What needs to be done>
Please reproduce the listing in full, exactly as given.

Records provided>

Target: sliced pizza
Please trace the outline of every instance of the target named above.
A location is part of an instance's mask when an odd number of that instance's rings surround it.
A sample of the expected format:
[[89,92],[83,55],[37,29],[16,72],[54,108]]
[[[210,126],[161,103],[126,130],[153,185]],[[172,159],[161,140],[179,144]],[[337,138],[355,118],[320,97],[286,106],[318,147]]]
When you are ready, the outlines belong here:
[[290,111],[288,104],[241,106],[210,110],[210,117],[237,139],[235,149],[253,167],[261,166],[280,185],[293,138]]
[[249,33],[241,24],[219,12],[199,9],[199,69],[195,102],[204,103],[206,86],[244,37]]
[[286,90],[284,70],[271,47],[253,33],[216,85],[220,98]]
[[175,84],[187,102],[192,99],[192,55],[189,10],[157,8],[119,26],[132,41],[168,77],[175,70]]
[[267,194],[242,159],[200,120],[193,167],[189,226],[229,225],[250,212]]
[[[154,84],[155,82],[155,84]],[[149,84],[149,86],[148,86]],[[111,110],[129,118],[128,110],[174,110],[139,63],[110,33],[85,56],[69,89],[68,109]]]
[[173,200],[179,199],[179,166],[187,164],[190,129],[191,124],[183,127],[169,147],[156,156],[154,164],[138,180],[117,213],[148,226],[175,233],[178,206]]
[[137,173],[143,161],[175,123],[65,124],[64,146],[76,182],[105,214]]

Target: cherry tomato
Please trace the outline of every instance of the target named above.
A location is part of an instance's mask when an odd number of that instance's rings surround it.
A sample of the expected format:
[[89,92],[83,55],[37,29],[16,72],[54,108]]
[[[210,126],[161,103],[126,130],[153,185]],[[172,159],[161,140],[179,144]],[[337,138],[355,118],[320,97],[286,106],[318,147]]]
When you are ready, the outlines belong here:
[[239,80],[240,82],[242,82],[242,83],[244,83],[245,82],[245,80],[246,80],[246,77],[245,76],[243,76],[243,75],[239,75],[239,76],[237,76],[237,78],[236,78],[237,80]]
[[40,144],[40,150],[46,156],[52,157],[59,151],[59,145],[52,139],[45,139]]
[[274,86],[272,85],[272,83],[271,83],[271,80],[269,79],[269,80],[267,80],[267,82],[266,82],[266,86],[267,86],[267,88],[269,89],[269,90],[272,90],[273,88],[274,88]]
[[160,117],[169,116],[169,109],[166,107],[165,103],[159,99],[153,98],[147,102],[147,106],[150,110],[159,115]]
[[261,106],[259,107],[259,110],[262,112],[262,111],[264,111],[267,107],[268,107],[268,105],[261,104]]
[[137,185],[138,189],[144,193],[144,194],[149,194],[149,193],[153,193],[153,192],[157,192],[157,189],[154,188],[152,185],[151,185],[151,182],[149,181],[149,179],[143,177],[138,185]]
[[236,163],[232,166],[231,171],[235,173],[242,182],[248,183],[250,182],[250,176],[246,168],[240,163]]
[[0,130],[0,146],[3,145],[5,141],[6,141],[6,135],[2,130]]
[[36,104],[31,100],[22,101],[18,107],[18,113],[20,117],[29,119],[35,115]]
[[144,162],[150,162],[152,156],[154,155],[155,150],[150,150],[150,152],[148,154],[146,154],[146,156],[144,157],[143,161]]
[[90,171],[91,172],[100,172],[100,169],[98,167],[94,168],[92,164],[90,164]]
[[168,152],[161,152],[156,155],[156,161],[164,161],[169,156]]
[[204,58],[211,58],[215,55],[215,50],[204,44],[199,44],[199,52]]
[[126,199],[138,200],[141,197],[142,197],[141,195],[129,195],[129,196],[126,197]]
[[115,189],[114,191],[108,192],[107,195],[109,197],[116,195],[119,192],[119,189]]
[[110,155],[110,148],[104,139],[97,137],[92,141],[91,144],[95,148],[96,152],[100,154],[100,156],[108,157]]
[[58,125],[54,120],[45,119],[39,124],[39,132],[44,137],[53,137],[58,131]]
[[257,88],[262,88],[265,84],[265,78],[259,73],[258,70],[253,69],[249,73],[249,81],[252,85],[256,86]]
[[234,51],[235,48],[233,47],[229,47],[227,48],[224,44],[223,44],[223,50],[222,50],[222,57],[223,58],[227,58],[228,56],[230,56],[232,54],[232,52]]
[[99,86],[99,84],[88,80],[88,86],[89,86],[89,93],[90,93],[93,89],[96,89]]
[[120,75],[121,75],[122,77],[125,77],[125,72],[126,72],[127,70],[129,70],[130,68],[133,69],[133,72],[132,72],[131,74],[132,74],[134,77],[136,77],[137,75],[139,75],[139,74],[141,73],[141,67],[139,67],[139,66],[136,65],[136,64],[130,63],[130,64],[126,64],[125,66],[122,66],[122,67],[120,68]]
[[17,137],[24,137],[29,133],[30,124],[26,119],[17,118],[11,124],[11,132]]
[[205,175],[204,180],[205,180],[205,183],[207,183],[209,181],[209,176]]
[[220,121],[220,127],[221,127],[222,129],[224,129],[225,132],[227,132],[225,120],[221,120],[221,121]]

Your solution>
Target: sliced pizza
Please trace the outline of every instance of the target named above.
A location is part of an instance's mask when an odd number of that instance's rings surround it.
A sample of the expected format:
[[89,92],[83,55],[37,29],[16,72],[54,108]]
[[[210,126],[161,103],[126,130],[153,185]],[[172,159],[161,140],[179,144]],[[337,138],[355,118],[320,97],[286,106],[318,147]]]
When you are ready, the outlines belong here:
[[290,111],[288,104],[241,106],[210,110],[210,117],[237,139],[235,149],[253,167],[261,166],[280,185],[293,138]]
[[249,33],[241,24],[219,12],[199,9],[199,69],[195,102],[204,103],[206,86],[244,37]]
[[286,90],[284,70],[271,47],[253,33],[216,85],[220,98]]
[[175,84],[187,102],[192,99],[192,55],[189,10],[157,8],[119,26],[132,41],[168,77],[175,70]]
[[267,194],[242,159],[200,120],[193,167],[189,226],[229,225],[250,212]]
[[[154,84],[155,82],[155,84]],[[149,84],[149,86],[148,86]],[[111,110],[129,118],[128,110],[174,110],[139,63],[110,33],[85,56],[69,89],[68,109]]]
[[173,200],[179,199],[179,166],[187,164],[190,129],[191,124],[183,127],[169,147],[156,156],[154,164],[138,180],[117,213],[148,226],[175,233],[178,206]]
[[137,173],[143,161],[175,123],[65,124],[64,146],[76,182],[105,214]]

Target: cherry tomato
Please trace the outline of every instance of the target named above.
A location is part of an instance's mask when an odd number of that instance's rings surround it.
A sample of the expected format:
[[89,92],[83,55],[37,29],[16,72],[54,108]]
[[[210,126],[161,103],[126,130],[153,185]],[[172,159],[161,140],[179,144]],[[337,138],[355,118],[320,97],[286,106],[318,147]]]
When you are ready, the outlines belong here:
[[239,80],[240,82],[242,82],[242,83],[244,83],[245,82],[245,80],[246,80],[246,77],[245,76],[243,76],[243,75],[239,75],[239,76],[237,76],[237,78],[236,78],[237,80]]
[[40,144],[40,150],[46,156],[52,157],[59,151],[59,145],[52,139],[45,139]]
[[274,86],[272,85],[272,83],[271,83],[271,80],[269,79],[269,80],[267,80],[267,82],[266,82],[266,86],[267,86],[267,88],[269,89],[269,90],[272,90],[273,88],[274,88]]
[[160,117],[169,116],[169,109],[166,107],[165,103],[159,99],[153,98],[147,102],[147,106],[150,110],[159,115]]
[[261,106],[259,107],[259,110],[262,112],[262,111],[264,111],[267,107],[268,107],[268,105],[261,104]]
[[137,185],[138,189],[144,193],[144,194],[149,194],[149,193],[153,193],[153,192],[157,192],[157,189],[154,188],[152,185],[151,185],[151,182],[149,181],[149,179],[143,177],[138,185]]
[[236,163],[232,166],[231,171],[235,173],[242,182],[248,183],[250,182],[250,176],[246,168],[240,163]]
[[0,130],[0,146],[3,145],[5,141],[6,141],[6,135],[2,130]]
[[36,104],[31,100],[22,101],[18,107],[18,113],[20,117],[29,119],[35,115]]
[[144,162],[150,162],[152,156],[154,155],[155,150],[150,150],[150,152],[148,154],[146,154],[146,156],[144,157],[143,161]]
[[90,171],[91,172],[100,172],[100,169],[98,167],[94,168],[92,164],[90,164]]
[[168,152],[161,152],[156,155],[156,161],[164,161],[169,156]]
[[204,58],[211,58],[215,55],[215,50],[204,44],[199,44],[199,52]]
[[126,199],[138,200],[141,197],[142,197],[141,195],[129,195],[129,196],[126,197]]
[[115,189],[114,191],[108,192],[107,195],[109,197],[116,195],[119,192],[119,189]]
[[110,155],[110,148],[104,139],[97,137],[92,141],[91,144],[95,148],[96,152],[100,154],[100,156],[108,157]]
[[58,125],[54,120],[45,119],[39,124],[39,132],[44,137],[53,137],[58,131]]
[[257,88],[262,88],[265,84],[265,78],[259,73],[258,70],[253,69],[249,73],[249,81],[252,85],[256,86]]
[[234,51],[235,48],[233,47],[229,47],[227,48],[224,44],[223,44],[223,50],[222,50],[222,57],[223,58],[227,58],[228,56],[230,56],[232,54],[232,52]]
[[99,86],[99,84],[88,80],[88,86],[89,86],[89,93],[90,93],[93,89],[96,89]]
[[120,75],[121,75],[122,77],[125,77],[125,72],[126,72],[127,70],[129,70],[130,68],[133,69],[133,72],[132,72],[131,74],[132,74],[134,77],[136,77],[137,75],[139,75],[139,74],[141,73],[141,67],[139,67],[139,66],[136,65],[136,64],[130,63],[130,64],[126,64],[125,66],[122,66],[122,67],[120,68]]
[[17,137],[24,137],[29,133],[30,124],[26,119],[17,118],[11,124],[11,132]]
[[205,175],[204,180],[205,180],[205,183],[207,183],[209,181],[209,176]]
[[220,121],[220,127],[221,127],[222,129],[224,129],[225,132],[227,132],[225,120],[221,120],[221,121]]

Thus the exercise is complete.